The exercise
Extend the passage about Haulaway's Scania trucks, picking up right after its last sentence.

** START Passage shown **

You’ll get more than you expected when you buy a Scania. We’re not just selling a truck but an entire eco-system of services that deliver you greater uptime, fully transparent running costs and improved driver satisfaction. Haulaway’s Sales Manager Jake Hilbert has found the Scania Total Transport Solution gives his company a competitive edge. “The truck is now a part of the family,” he says.

The domestic and construction waste industry is becoming more sophisticated and regulated each year, forcing industry players to clean up their act.

However, Melbourne-based, family-owned-and-operated Haulaway has nothing to fear, being an industry leader in the adoption of new technology to cope with the myriad of changes affecting the growing waste management segment.

“We have found dealing with Scania, you’re not just buying a truck,” says Sales Manager Jake Hilbert.

“We have been impressed with the whole package from start-to-finish. It’s the (Scania) holistic approach. It’s no longer a piece of metal with an engine in the middle, it is a tool we use every day, as part of the business. The truck is a part of the family.”

“We have had very prompt attention from Scania. Account management is very good, from start-to-finish, and not just the purchase, but driver training, the repair and maintenance contract, the whole package.

“We like the Scanias because of the technology in them, the fuel burn, as well as safety systems for the drivers, and the ease of access to the cab,” Jake says.

The company has taken delivery of two New Truck Generation P 450 8x4 hooklifts, finished in the corporate colours of gloss black, with gold livery and the readily identifiable bright green crocodile, named Charlie.

“One of the biggest advantages of the new trucks is the fuel burn is so much better. We’re getting up to 3.0 km per litre and the truck has only done 8,000 km. That’s a massive difference from the 2.4 km/l we were getting from our older trucks we have now replaced. I called up our account manager at Scania, James Lang, and told him how happy I was with the fuel,” Jake says.

The New Truck Generation Scanias are on a five-year Repair & Maintenance contract because the work they do is for a contract Haulaway has negotiated with a customer for a five-year term, and the R&M contract gives Jake complete peace-of-mind.

“I didn’t want the ups and downs of (uncontrolled) maintenance costs. I just wanted to know that every month I would have the exact same cost.

** END Passage shown **
** START Data shown **

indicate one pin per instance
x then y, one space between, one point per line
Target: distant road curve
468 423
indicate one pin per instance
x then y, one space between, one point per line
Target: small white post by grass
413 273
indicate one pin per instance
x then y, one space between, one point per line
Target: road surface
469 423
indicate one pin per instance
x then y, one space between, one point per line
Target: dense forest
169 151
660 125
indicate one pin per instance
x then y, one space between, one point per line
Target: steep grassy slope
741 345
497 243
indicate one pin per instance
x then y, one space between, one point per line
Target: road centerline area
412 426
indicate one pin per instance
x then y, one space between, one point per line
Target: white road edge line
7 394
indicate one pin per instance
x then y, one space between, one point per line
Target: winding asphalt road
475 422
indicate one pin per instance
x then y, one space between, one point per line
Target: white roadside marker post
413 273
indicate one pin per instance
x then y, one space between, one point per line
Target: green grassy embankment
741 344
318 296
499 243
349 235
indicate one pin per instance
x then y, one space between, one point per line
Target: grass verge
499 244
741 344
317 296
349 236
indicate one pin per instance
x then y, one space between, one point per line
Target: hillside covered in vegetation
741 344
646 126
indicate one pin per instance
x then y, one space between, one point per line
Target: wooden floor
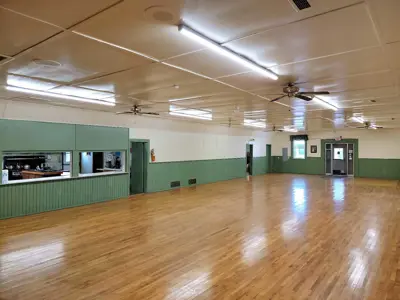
274 237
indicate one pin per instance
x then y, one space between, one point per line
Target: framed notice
314 149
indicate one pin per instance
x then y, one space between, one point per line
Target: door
328 159
339 165
350 160
269 159
137 168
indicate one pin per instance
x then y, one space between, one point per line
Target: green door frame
268 154
146 160
344 141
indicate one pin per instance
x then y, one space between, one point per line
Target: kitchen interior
22 166
100 162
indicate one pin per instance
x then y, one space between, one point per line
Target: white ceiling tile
127 25
387 16
141 79
226 20
336 66
18 33
208 63
311 38
80 58
59 12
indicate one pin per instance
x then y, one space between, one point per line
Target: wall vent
301 4
175 184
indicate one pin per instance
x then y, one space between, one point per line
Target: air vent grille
301 4
175 184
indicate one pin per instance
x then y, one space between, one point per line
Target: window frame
305 149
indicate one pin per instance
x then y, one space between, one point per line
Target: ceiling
131 52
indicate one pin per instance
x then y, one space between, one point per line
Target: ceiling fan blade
314 93
128 112
150 113
279 98
305 98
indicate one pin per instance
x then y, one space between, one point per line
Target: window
35 166
338 153
299 149
101 162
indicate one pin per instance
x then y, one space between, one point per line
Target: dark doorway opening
139 162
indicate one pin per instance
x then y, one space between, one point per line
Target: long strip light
358 120
225 52
54 95
254 123
325 103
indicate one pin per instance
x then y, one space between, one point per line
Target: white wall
172 140
372 143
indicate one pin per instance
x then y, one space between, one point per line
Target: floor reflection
299 196
189 286
254 245
13 263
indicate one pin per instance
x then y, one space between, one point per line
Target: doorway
269 158
139 162
249 159
339 159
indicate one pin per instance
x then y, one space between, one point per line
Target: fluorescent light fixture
54 95
225 52
289 129
190 113
358 119
325 103
254 123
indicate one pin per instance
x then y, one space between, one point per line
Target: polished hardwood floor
273 237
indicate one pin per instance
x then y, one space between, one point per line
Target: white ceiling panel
337 66
141 79
59 12
79 59
18 33
226 20
128 25
311 38
208 63
387 18
200 89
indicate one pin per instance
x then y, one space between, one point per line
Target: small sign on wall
314 148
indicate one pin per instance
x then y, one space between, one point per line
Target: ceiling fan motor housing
291 90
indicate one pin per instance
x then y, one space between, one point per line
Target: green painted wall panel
310 165
101 138
160 175
25 199
260 165
379 168
16 135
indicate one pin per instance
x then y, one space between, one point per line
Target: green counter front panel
160 175
18 135
31 198
379 168
310 165
101 138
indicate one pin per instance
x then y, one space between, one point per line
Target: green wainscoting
36 136
31 198
260 165
310 165
379 168
160 175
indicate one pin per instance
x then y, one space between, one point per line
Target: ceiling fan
369 125
291 90
137 110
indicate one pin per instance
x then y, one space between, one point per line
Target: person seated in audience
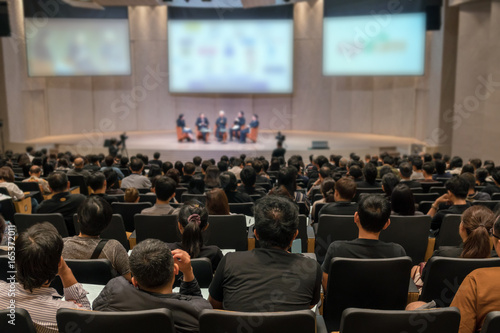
345 190
244 281
154 267
371 218
457 190
165 192
478 293
405 171
62 201
473 195
136 179
229 184
192 221
38 262
97 183
94 215
403 202
35 174
248 178
131 195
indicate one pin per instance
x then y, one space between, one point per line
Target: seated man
94 215
371 218
268 278
165 191
62 201
154 268
38 261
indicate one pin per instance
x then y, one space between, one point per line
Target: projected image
230 56
371 45
78 47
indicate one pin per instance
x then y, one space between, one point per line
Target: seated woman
94 215
403 202
193 220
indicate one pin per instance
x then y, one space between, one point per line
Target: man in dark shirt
154 268
371 218
268 278
457 190
62 201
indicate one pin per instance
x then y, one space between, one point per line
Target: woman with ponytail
192 221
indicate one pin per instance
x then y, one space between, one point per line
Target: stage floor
165 142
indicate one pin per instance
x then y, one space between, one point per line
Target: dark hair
193 219
164 188
477 222
402 200
38 252
374 212
152 263
276 221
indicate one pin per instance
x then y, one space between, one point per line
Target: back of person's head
96 181
248 176
402 200
164 188
38 253
131 195
346 188
58 181
194 219
276 221
477 221
374 212
94 215
152 264
217 203
458 186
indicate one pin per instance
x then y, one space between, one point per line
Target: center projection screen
231 56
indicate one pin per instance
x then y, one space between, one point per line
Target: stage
165 142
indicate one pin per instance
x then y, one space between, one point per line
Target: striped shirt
43 303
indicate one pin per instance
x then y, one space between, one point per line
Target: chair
128 210
245 208
24 221
411 232
365 283
445 320
23 322
156 321
115 230
332 228
491 323
227 232
162 227
213 321
444 276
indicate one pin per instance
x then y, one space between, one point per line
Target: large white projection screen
231 56
374 45
78 47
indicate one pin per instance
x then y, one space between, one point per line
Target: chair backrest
163 227
227 232
411 232
365 283
332 228
491 323
24 221
448 233
156 321
20 317
213 321
444 276
446 320
245 208
128 210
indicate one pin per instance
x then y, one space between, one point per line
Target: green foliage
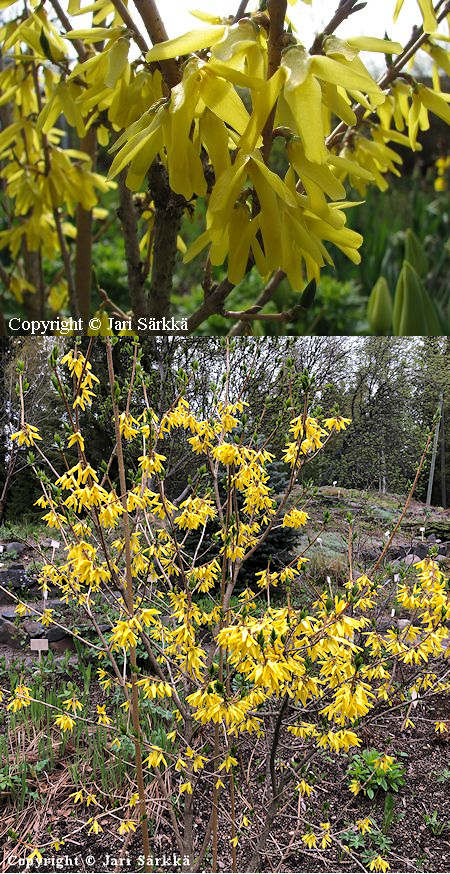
371 776
379 308
436 826
413 312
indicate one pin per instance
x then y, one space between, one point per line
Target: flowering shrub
247 677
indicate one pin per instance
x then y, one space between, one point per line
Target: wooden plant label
39 644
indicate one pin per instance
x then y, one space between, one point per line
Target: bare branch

** END Data shown **

Solved problem
“The insurance and fuel we can budget for, but maintenance you can’t budget for (without a contract), so if you break a gearbox, then that’s $25,000 you haven’t planned on spending,” he says.

“With the R&M contract, if something goes wrong it is up to Scania to deal with it. And another factor we really like is the uptime promise of MAX24, because these trucks are in use 20 hours a day, 5-6 days a week, so they have very limited downtime,” Jake says.

“We are monitoring fleets more and more now, which is why the technology in the Scania is so interesting. It is not something we have focussed on a lot in the past, but lately we are because we can see the efficiency advantages available to us from knowing where a truck is located, where it has been, exactly when it was there, and what its relative utilisation has been.

“Live reporting is another area where we feel we can gain an edge. With Scania we have full fleet use transparency, so all across our business we can monitor from the point of selling our service, through the vehicle activity and all the way to invoicing,” Jake says.

“The weigh scales on the Scania truck also help because it gives us a second set of data to back up the tip-off scales. Some customers need the second set of data for accreditation and compliance. Some clients may need this data to support statements they make in their stock market reports.

“Fuel burn data is also important, and we get a lot of this from Scania. Customers are keen to understand the carbon footprint we are leaving while undertaking work for them. Twelve months ago, no one was interested but requests for this data have been increasing, and I am sure that in the next year the provision of this type of information will become a bigger issue,” Jake says.